DOCUMENT PASSAGE —
-- Begin --

In 1948, Dutch physicists Hendrik Casimir and Dirk Polder discovered the Casimir effect, which demonstrates measurable forces possibly arising from vacuum energy[28]. Casimir and Polder showed that if two uncharged metal plates are placed close enough together in a vacuum, and are then pushed together slightly, then they will start to attract each other.

This is because the vacuum energy between the plates contains contributions from all whole wavelengths that fit in the gap between the plates. As they are pushed together, more wavelengths are excluded, and the radiation pressure between the plates decreases, pulling the plates together.

Diagram showing two Casimir plates in a vacuum. Vacuum fluctuation waves are larger on the outside of the plates than in the space between them.

Illustration of the Casimir effect. Image credit: Emok/CC-SA.

This effect becomes dominant if the plates are less than a micrometre (one-thousandth of a millimetre) apart and was first demonstrated by physicist Steve Lamoreaux in 1997[29].

In 1961, Russian physicists Igor Ekhiel'evich Dzyaloshinskii, Evgeny Lifshitz, and Lev Pitaevskii, predicted that if the medium between the two plates is not a vacuum, then some materials can be made to repel each other via the Casimir effect[30]. This was shown experimentally in 2009[31].

Some argue that the Casimir effect does not provide evidence for vacuum energy, as it can also be explained in terms of relativistic van der Waals forces[32]. These are the forces between neutral atoms, which were given a quantum description by German physicist Fritz London in 1930[33].

Quantum van der Waals forces occur because the negative charge of the electrons in an atom, and the positive charge of the nuclei, are not always in the same place, relative to each other. The fluctuation of charge can result in attractive forces between atoms, in this case, the atoms that make up the metal plates.

-- End --

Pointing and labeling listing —

-- Begin --

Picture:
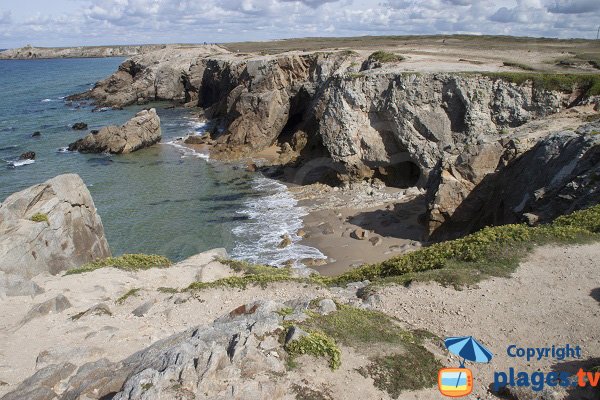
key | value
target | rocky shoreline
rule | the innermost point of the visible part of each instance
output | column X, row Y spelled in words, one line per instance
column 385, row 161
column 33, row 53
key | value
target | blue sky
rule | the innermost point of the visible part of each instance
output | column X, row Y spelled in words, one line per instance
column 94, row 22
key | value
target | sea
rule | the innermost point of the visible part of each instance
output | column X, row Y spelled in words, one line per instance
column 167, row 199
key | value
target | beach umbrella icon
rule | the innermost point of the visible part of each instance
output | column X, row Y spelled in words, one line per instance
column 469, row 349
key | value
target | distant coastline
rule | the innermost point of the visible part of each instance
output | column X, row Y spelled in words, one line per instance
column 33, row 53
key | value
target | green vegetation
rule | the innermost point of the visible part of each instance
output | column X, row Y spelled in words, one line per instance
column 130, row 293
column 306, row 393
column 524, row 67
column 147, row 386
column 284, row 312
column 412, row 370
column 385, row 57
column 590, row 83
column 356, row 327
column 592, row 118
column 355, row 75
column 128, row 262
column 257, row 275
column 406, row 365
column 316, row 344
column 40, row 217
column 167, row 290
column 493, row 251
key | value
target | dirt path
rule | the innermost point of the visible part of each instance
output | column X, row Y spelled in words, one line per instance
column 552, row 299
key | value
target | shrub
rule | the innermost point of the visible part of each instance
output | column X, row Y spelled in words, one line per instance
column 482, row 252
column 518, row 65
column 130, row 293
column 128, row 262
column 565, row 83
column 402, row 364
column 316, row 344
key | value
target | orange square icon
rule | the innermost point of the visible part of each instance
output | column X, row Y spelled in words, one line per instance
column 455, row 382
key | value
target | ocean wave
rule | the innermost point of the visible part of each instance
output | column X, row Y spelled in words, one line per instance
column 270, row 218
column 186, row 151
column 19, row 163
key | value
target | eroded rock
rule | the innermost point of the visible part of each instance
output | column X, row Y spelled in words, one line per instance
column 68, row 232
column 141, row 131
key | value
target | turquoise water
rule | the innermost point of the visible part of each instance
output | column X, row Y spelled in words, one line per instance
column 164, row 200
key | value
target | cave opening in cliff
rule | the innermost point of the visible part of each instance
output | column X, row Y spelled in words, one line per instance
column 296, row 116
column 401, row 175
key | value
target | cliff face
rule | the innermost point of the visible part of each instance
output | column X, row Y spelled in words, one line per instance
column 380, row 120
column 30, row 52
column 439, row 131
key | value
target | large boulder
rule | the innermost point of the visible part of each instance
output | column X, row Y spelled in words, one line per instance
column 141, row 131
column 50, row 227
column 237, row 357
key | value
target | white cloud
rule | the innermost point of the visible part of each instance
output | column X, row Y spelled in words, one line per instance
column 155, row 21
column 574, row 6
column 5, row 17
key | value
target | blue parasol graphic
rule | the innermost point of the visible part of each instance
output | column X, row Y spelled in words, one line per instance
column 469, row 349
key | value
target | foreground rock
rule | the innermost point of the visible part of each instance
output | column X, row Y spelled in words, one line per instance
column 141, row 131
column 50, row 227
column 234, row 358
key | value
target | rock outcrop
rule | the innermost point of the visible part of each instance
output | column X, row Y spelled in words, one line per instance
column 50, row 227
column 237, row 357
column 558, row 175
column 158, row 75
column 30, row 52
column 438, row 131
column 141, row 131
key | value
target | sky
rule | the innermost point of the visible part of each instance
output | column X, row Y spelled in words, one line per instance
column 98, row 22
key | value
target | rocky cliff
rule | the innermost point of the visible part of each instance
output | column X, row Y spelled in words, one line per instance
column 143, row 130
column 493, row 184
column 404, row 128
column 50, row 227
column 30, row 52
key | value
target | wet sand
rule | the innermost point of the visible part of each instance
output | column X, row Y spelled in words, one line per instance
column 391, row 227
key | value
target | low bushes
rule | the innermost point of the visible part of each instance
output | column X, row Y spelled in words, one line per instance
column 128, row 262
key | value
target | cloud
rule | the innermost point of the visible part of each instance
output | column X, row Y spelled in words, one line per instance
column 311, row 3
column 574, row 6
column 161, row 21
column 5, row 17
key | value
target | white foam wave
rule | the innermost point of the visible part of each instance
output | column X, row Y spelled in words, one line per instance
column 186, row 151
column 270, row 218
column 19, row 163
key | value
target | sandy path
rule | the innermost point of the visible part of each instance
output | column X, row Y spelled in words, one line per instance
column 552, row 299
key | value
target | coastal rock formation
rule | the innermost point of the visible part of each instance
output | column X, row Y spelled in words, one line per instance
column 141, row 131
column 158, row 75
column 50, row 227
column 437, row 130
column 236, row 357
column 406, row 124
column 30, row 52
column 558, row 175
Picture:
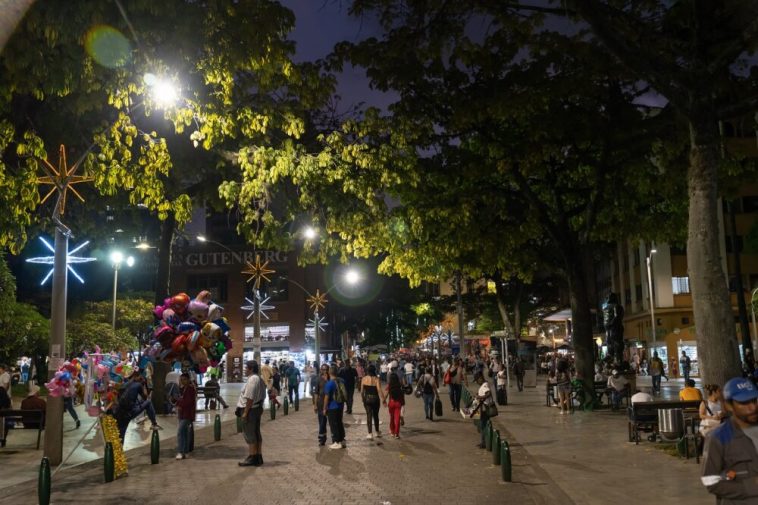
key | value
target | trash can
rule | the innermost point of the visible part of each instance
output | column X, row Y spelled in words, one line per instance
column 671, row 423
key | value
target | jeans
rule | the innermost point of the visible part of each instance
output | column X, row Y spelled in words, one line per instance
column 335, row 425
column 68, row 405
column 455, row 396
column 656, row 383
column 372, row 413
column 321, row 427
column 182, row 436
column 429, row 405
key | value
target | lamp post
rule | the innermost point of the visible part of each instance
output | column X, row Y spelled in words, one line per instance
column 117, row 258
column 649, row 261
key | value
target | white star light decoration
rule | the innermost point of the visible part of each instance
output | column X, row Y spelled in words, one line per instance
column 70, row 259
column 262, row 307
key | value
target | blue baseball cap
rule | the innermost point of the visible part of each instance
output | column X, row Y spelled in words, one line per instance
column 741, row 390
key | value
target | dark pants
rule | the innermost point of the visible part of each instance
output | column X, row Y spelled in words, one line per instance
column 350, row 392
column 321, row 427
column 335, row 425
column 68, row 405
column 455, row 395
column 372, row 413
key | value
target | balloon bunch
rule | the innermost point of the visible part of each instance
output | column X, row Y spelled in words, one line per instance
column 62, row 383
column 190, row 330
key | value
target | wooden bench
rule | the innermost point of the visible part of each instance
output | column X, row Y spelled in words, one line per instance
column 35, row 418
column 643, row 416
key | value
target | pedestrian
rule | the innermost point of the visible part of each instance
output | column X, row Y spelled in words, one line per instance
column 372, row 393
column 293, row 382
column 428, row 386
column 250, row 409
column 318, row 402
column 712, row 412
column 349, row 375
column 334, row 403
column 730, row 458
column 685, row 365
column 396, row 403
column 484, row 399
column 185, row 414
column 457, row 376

-- End --
-- Begin --

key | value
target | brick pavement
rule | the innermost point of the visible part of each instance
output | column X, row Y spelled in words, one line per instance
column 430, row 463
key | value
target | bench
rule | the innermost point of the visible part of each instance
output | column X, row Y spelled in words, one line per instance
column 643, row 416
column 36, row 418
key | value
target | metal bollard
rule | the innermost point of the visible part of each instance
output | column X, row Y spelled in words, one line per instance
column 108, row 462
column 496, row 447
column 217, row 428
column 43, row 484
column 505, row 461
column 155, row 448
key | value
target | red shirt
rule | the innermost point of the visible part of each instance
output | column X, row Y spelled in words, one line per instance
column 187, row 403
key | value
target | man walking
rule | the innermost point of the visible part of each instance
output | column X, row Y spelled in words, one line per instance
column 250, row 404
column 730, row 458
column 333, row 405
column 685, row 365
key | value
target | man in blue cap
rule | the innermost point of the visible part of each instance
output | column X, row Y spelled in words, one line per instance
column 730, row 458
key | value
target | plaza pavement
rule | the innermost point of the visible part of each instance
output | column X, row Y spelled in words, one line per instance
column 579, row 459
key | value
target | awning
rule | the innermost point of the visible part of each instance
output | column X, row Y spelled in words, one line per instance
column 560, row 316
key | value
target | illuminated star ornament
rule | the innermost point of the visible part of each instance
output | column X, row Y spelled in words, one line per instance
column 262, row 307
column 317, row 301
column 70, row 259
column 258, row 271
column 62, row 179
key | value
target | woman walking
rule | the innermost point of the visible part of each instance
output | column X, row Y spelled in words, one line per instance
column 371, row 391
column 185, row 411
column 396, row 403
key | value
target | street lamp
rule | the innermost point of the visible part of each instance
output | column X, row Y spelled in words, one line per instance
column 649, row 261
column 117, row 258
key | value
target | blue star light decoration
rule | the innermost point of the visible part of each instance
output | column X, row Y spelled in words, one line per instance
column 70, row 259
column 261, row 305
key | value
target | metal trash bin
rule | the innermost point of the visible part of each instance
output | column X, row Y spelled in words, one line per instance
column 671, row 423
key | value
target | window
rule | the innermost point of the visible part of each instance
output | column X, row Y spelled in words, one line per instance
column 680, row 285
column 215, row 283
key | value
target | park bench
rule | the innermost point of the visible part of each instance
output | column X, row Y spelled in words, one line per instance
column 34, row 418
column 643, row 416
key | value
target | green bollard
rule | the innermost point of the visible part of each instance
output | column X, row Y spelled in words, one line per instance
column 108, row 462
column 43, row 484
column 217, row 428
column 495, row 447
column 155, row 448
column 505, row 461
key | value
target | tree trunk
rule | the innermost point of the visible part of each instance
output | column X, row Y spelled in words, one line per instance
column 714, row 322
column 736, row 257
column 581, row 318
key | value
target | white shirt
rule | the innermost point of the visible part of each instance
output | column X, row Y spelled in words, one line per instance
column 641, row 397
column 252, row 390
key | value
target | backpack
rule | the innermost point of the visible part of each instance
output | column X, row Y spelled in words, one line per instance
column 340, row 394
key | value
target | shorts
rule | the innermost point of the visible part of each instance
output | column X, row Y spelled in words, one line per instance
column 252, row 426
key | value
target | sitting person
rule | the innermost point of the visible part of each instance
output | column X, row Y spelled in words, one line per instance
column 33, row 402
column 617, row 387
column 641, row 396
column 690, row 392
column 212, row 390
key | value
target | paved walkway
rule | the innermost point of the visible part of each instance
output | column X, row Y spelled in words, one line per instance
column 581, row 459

-- End --

TASK TO COMPLETE —
Can you carry the passage on the Casimir effect forward from its final sentence, adding a few more sentences in the same style? The listing was taken from a separate source and has no connection to the passage on the Casimir effect.

TASK RESPONSE —
In 1981, Russian physicists Viatcheslav Mukhanov and Gennady Chibisov showed that quantum fluctuations were present during the inflationary epoch of the early universe[34]. These fluctuations expanded during inflation, and this can explain the asymmetry in spacetime that led objects to becoming gravitationally bound, creating structure in the universe.

3.1 Black holes and Hawking radiation

Virtual particles are usually created with an antimatter partner, and they annihilate each other almost instantly. A virtual particle can become 'real', however, if it's removed from its anti-partner and it gains the required amount of energy from an outside source. In 1974, British physicist Stephen Hawking showed that this is what happens at the edge of black holes[35].

To an observer on either side, the constant production of particles would make it seem as if the black hole was emitting radiation, and so this effect is known as Hawking radiation. Hawking showed that black holes will start to evaporate, and eventually disappear when they contain more Hawking radiation than matter and energy.

3.2 The black hole information paradox

Black holes only have mass, and sometimes charge and angular momentum, but they retain no information about the matter that formed them. If black holes existed forever then this information would be thought of as existing within the black hole. If they evaporate by emitting Hawking radiation, then this information appears to be lost forever.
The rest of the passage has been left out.